(Exercise inputs)

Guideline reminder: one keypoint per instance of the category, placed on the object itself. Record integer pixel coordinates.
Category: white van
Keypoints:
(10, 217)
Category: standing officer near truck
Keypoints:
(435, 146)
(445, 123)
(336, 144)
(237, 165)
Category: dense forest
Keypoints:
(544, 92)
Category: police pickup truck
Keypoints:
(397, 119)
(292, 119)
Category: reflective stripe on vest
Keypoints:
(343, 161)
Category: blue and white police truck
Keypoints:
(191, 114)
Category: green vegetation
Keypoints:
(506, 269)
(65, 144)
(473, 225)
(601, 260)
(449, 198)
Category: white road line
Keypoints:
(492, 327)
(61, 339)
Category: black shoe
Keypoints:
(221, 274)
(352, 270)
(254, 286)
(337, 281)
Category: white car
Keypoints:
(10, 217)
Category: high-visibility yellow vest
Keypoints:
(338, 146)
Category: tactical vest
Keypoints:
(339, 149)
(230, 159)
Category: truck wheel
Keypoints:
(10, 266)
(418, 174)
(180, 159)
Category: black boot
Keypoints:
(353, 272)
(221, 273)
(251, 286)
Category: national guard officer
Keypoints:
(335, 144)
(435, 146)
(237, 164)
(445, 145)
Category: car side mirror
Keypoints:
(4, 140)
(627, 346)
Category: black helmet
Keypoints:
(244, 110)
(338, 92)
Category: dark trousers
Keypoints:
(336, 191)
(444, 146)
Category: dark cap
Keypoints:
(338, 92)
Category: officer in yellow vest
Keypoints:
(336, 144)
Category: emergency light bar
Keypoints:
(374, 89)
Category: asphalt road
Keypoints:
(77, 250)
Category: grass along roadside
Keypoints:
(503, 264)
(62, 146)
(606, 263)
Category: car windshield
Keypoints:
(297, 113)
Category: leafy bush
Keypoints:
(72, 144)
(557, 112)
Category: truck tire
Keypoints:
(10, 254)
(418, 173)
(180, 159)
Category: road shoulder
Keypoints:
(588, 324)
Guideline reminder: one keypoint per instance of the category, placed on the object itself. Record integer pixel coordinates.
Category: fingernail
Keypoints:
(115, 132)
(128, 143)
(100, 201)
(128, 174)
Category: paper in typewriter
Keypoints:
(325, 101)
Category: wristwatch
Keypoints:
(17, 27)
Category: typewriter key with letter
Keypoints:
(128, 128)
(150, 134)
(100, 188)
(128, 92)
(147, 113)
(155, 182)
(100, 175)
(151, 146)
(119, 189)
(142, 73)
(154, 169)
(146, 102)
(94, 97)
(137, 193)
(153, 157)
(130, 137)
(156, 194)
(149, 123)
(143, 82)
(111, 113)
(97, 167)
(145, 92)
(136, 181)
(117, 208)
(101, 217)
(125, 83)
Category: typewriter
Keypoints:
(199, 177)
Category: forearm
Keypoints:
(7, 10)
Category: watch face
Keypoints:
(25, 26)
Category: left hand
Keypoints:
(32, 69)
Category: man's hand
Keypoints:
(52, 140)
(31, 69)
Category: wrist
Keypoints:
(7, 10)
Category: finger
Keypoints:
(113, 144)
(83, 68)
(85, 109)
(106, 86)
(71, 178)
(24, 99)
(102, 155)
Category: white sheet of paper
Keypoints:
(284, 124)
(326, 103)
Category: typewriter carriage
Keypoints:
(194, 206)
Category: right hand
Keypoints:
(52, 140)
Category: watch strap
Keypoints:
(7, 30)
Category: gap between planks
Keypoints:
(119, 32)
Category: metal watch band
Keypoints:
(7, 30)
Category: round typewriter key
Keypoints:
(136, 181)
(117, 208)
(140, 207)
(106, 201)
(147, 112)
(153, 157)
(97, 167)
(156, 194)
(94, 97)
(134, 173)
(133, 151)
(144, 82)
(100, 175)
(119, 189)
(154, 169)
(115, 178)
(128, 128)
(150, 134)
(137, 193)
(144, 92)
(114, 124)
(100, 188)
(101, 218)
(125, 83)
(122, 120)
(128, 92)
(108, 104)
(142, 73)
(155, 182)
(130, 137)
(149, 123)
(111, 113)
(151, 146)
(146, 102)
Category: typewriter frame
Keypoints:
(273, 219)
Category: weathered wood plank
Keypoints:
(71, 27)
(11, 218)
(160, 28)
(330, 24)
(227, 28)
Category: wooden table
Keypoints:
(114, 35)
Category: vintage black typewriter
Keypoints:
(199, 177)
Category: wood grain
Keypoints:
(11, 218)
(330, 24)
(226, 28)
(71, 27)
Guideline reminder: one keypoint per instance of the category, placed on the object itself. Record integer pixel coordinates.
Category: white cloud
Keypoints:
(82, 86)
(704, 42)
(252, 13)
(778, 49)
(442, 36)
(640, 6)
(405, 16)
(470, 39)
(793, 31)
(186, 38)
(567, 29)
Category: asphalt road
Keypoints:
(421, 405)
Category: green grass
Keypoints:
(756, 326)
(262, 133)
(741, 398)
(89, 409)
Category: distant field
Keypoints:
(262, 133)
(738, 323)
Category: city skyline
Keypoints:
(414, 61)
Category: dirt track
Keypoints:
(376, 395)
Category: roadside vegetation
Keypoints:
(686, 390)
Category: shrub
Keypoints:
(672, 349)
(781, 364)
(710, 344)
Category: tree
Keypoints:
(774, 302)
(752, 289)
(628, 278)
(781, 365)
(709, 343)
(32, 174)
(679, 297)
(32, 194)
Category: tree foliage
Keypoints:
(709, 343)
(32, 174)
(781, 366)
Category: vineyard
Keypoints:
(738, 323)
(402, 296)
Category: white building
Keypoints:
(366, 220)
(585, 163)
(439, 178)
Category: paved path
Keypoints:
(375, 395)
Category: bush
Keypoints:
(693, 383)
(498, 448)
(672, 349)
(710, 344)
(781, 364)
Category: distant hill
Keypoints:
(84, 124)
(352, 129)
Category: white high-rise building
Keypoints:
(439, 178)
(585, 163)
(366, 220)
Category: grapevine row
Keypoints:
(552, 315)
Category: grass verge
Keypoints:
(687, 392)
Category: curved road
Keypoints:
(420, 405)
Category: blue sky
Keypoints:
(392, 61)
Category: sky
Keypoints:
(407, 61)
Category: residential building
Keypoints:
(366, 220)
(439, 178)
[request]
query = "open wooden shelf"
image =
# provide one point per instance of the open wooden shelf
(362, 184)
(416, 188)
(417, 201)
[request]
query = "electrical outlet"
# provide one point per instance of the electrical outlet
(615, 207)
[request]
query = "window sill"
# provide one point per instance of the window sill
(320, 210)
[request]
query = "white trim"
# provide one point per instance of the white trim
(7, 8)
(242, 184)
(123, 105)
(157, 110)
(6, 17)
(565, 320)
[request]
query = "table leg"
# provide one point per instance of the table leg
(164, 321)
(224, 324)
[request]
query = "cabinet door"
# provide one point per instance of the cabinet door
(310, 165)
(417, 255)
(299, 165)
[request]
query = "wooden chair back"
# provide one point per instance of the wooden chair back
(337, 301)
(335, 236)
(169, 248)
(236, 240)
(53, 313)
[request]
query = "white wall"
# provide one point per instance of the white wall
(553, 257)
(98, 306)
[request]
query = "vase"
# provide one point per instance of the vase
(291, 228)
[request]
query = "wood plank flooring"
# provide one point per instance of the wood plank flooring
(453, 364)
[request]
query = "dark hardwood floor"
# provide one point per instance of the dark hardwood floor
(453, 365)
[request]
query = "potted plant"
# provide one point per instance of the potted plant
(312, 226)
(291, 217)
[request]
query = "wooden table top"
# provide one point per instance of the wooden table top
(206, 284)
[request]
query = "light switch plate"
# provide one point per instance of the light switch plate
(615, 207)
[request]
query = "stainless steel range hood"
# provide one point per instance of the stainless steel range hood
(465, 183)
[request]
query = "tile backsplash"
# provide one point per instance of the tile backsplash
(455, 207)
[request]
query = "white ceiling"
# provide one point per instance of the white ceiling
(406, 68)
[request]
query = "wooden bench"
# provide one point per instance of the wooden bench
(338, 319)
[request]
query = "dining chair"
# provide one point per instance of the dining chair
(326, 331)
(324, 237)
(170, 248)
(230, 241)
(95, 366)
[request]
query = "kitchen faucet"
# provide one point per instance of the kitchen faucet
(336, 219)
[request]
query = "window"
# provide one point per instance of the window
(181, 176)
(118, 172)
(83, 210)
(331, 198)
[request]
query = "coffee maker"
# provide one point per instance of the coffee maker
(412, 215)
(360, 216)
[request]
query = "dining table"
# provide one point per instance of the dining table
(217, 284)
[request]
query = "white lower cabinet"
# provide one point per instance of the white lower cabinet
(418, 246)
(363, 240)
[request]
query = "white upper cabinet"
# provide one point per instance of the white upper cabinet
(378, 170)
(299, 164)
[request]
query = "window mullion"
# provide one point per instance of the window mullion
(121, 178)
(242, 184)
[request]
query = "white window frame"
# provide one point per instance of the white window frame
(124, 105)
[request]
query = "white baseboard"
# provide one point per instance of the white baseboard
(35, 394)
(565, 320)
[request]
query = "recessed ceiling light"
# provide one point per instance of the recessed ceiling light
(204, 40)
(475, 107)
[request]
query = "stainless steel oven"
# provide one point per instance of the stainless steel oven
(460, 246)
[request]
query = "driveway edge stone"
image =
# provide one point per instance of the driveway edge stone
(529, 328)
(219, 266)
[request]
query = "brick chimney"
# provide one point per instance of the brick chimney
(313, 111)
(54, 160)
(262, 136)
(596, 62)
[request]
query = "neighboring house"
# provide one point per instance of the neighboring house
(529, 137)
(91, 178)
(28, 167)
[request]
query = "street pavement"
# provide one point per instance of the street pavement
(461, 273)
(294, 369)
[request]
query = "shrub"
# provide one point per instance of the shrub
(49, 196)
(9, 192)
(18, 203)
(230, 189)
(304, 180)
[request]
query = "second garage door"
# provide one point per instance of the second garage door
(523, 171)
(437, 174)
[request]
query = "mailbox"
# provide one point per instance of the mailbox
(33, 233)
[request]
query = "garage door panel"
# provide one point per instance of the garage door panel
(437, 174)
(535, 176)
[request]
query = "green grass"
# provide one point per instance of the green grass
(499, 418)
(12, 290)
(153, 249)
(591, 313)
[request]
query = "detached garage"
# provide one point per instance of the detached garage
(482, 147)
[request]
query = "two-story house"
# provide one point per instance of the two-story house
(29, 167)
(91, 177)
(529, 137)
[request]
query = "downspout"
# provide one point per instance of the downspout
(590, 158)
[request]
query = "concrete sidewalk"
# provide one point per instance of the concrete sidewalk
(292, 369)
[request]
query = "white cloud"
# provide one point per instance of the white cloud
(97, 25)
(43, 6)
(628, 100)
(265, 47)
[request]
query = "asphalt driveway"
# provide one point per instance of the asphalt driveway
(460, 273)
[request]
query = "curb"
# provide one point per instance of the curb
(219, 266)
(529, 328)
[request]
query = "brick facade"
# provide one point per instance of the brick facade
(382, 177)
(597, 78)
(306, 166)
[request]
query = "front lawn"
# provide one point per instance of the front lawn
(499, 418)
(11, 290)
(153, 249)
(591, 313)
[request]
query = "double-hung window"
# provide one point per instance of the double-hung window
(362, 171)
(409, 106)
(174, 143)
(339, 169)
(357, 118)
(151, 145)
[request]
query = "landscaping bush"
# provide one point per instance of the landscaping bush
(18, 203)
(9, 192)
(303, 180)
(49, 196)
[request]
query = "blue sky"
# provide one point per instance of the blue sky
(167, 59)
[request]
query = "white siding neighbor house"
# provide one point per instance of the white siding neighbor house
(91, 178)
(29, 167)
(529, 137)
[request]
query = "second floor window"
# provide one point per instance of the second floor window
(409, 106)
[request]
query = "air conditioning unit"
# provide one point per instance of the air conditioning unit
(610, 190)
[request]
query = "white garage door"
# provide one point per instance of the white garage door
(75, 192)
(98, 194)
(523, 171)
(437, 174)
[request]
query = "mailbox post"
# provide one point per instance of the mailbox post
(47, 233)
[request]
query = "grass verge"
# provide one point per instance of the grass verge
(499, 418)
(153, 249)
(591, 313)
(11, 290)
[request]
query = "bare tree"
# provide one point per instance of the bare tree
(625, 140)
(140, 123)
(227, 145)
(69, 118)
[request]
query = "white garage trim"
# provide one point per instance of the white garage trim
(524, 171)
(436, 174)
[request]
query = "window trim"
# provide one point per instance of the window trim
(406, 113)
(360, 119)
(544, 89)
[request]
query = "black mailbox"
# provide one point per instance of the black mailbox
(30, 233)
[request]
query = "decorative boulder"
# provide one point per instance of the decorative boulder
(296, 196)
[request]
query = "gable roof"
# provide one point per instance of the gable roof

(End Exercise inputs)

● What the task asks:
Your answer must be a single number: the count of lines in the records that include "yellow".

● Task answer:
2